▶ _QUESTIONS ON THE MATERIAL_
(a) Answer these questions about the Cannes Lions article, using only what it states:
(i) What is the title of the person credited as the writer?
(ii) What color is the outline around the young woman's profile?
(iii) How many winners of the NextUp.Monks competition are described?
(b) Return the stretch of the Cannes Lions article from "A young woman" through "and white swirls." without changing a word.
(c) List every color named in the Cannes Lions article, giving each color once.

▶ _TEXT UNDER STUDY_
=== Begin Enclosure ===

AI AI, Industry events, Media.Monks news 7 min read
Profile picture for user Jouke Vuurmans

Written by
Jouke Vuurmans
Chief Creative Officer

A young woman with a large afro hairstyle is holding a smartphone and looking at the screen. Her profile is highlighted with a pink outline. In the background, there is a mirror image of her smiling, framed by a pink rectangle. The backdrop features abstract yellow and white swirls.

The Cannes Lions International Festival of Creativity is just around the corner, and many are in the midst of settling their itineraries and finalizing their travel plans. Among them are six up-and-coming creatives who have spent only a handful of years formally honing their craft in the industry, yet have already shown incredible promise and excellence: the winners of the annual NextUp.Monks competition.

=== End Enclosure ===

▶ _EXERCISE DATA_
=== Begin Enclosure ===

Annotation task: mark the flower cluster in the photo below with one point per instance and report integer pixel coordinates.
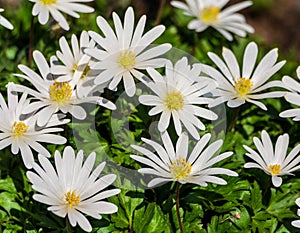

=== End Enclosure ===

▶ _RESPONSES_
(a)
(i) Chief Creative Officer
(ii) Pink
(iii) Six

(b)
A young woman with a large afro hairstyle is holding a smartphone and looking at the screen. Her profile is highlighted with a pink outline. In the background, there is a mirror image of her smiling, framed by a pink rectangle. The backdrop features abstract yellow and white swirls.

(c) Pink, yellow, white